[What the task requires] Take the line that has "Note: for every instance of the flowering" in it and every line after it to the end of the entries, and reproduce them exactly.

## Begin

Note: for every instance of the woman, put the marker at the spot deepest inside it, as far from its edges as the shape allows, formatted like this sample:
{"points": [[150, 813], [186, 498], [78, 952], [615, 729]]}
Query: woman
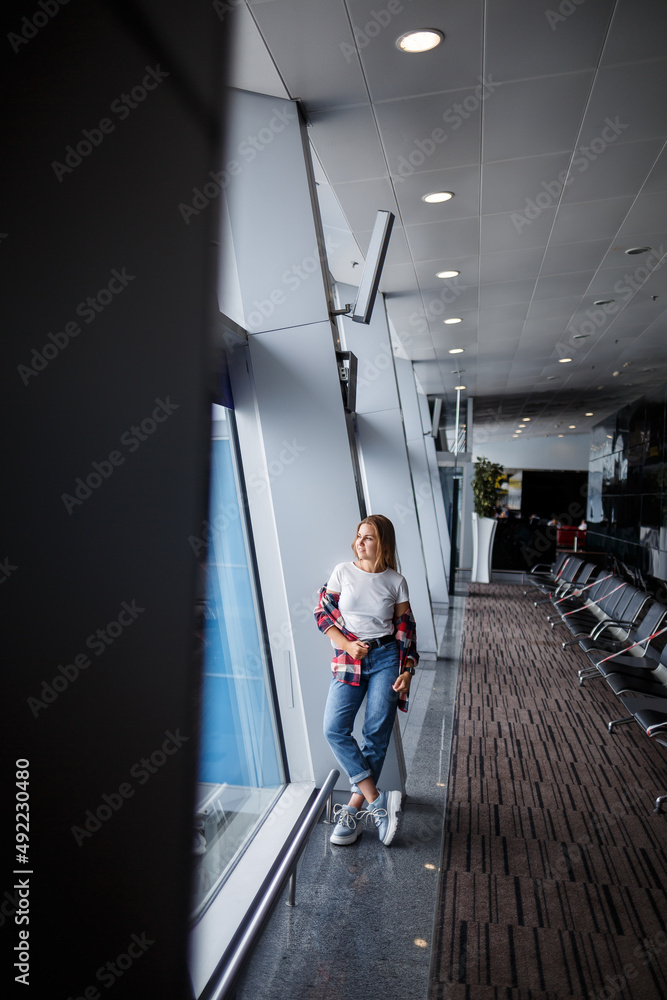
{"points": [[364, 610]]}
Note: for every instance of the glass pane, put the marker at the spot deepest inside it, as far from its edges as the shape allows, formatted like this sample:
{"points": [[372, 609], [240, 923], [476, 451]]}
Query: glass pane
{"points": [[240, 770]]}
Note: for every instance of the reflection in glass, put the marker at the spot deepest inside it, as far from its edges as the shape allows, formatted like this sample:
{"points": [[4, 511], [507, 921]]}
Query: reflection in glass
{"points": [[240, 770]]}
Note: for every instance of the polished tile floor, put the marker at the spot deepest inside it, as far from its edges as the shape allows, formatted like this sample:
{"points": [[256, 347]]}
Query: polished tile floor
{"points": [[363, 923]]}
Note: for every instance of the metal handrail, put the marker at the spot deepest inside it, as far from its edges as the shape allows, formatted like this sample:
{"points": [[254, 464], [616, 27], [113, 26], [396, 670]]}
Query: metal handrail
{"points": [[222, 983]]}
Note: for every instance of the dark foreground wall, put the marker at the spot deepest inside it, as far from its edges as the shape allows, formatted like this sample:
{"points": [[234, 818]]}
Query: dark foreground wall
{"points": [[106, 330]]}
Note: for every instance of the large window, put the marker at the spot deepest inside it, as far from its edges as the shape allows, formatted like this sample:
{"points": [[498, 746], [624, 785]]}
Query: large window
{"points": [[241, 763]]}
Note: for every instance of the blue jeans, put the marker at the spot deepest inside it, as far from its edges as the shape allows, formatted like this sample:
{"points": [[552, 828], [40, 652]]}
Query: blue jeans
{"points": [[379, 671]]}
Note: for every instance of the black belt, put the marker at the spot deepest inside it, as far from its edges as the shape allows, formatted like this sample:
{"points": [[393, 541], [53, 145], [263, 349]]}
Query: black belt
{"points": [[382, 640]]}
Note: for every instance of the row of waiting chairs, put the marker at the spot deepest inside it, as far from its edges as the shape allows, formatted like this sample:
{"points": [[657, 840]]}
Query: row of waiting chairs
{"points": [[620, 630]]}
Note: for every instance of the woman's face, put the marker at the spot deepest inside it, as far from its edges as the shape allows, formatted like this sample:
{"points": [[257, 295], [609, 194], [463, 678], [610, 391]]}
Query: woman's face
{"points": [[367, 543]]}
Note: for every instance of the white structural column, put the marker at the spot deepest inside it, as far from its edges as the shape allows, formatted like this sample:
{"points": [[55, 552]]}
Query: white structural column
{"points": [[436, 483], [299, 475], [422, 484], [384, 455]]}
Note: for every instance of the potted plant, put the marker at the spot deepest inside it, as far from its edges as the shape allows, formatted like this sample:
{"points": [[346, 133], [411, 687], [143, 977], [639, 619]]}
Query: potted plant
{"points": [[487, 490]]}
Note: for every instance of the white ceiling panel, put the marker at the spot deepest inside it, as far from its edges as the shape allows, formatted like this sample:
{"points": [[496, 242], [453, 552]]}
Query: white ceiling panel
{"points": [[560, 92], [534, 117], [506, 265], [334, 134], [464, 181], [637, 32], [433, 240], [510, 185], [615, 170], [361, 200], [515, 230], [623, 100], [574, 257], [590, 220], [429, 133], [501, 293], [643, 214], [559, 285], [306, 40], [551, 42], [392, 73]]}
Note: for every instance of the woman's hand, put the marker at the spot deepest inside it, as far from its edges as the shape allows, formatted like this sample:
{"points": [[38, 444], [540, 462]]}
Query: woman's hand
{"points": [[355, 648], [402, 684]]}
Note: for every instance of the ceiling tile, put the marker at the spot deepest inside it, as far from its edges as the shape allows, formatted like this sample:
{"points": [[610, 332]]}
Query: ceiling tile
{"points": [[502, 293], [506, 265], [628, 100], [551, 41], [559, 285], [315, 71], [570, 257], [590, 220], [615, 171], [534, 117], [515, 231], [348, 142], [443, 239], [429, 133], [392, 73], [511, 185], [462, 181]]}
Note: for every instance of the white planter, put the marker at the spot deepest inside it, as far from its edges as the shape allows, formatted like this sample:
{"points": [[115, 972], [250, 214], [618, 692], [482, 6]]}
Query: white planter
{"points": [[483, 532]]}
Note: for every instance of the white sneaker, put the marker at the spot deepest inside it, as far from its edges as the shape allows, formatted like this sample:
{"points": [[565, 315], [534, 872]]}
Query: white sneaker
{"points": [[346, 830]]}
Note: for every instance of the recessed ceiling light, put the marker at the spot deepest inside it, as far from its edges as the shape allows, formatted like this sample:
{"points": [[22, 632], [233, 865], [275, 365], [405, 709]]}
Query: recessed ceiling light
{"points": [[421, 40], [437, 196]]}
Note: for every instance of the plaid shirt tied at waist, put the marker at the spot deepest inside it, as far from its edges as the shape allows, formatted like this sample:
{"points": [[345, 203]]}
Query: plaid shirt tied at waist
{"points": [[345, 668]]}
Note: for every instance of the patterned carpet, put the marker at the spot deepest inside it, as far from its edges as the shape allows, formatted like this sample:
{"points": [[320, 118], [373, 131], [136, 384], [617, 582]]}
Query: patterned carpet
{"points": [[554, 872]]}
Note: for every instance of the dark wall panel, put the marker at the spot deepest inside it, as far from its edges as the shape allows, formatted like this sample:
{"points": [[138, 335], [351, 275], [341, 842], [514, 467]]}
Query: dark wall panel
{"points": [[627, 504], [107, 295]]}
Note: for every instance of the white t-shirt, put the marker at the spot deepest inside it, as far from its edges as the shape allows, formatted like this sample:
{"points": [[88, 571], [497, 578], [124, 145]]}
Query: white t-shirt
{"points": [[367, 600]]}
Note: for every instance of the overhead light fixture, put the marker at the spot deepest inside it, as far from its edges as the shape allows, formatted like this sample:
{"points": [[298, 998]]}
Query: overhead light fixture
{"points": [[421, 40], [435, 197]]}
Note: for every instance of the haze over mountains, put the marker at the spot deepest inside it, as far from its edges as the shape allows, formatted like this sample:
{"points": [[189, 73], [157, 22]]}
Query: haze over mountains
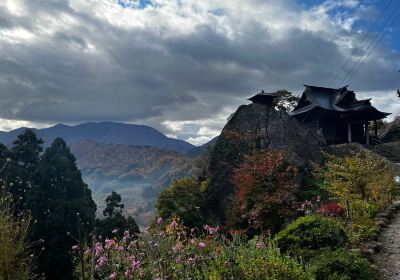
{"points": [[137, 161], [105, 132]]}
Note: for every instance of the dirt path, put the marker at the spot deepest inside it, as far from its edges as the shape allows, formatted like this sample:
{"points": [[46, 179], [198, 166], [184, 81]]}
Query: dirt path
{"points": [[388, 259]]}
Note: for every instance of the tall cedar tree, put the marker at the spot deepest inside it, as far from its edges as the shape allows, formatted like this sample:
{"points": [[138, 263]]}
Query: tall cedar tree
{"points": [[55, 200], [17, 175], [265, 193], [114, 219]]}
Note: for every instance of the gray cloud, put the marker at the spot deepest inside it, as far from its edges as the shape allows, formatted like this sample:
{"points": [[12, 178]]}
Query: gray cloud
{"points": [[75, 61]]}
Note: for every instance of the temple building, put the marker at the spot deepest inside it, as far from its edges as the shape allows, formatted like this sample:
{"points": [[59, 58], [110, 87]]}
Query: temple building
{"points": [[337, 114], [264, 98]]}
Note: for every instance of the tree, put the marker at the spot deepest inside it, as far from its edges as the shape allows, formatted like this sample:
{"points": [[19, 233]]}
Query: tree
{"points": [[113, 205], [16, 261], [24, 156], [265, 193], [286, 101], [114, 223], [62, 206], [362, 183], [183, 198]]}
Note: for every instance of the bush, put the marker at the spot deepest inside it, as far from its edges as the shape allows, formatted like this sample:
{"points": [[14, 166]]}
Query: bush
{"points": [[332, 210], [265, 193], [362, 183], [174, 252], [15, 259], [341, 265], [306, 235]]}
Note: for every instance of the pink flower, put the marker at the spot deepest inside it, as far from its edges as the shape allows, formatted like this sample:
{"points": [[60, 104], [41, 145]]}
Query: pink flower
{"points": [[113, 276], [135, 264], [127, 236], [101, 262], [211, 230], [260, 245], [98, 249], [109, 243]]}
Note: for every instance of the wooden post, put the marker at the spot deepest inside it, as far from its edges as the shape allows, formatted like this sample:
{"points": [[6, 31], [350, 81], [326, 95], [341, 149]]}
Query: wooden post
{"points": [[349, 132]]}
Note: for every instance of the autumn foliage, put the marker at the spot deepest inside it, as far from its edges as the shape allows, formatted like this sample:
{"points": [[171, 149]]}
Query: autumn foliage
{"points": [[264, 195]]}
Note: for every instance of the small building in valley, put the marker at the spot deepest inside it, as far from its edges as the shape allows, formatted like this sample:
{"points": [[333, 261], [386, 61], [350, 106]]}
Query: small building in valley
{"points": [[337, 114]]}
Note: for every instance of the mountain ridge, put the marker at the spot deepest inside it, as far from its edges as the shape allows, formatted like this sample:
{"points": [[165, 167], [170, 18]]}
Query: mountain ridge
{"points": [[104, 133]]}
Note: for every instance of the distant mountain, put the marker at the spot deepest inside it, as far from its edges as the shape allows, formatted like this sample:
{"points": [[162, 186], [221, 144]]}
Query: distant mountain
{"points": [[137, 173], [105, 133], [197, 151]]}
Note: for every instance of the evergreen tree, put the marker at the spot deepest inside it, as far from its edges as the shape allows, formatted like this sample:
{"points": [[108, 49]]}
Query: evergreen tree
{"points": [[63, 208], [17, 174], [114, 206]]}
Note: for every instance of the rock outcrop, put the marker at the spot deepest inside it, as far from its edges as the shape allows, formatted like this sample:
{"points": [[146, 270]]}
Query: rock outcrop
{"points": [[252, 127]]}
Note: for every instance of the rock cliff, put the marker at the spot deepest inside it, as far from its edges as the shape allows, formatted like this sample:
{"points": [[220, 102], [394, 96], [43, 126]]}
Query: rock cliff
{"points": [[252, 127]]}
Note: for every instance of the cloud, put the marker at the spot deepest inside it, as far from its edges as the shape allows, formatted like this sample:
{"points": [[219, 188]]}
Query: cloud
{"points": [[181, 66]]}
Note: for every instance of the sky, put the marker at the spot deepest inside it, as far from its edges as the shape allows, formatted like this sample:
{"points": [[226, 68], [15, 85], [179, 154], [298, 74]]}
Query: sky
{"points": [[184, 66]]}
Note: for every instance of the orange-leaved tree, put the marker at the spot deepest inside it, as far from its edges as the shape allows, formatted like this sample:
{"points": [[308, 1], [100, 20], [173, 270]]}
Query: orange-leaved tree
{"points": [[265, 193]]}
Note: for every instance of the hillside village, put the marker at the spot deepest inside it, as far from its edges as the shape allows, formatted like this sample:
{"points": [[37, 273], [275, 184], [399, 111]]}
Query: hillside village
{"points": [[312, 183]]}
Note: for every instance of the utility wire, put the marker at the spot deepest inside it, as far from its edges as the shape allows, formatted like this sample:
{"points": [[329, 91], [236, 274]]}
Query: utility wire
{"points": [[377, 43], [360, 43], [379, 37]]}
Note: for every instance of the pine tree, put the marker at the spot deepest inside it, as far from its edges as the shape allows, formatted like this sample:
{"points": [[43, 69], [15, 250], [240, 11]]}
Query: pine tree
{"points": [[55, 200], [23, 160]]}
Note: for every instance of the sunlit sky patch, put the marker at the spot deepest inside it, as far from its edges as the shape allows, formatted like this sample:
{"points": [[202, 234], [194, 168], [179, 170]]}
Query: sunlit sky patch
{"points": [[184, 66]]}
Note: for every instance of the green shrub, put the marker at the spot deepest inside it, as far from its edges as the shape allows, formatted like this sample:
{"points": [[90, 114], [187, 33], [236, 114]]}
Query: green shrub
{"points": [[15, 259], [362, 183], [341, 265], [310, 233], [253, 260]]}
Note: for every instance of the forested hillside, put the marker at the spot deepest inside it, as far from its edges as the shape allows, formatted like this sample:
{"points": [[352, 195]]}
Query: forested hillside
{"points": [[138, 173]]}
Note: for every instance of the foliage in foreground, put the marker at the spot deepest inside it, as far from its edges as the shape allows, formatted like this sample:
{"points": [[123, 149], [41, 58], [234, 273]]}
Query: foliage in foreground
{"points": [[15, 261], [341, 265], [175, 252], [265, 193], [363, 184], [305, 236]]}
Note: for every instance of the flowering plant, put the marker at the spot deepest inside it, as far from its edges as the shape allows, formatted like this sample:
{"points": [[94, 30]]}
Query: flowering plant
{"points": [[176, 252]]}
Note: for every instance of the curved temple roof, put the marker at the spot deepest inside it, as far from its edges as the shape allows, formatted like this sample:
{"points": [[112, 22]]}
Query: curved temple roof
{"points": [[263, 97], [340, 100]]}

## End

[Correct output]
Note: for every instance of the flowering plant, put the marker at the spot deepest inside it, as far from its edges as the shape allows, formatted like this sample:
{"points": [[94, 30]]}
Query: flowering plant
{"points": [[176, 252]]}
Note: for every instance of the curved temple roof, put the marker at the spot deepest inside it, as far from its edges as the shape allows, formatted like this sample:
{"points": [[112, 22]]}
Query: curved temple roof
{"points": [[263, 97], [340, 100]]}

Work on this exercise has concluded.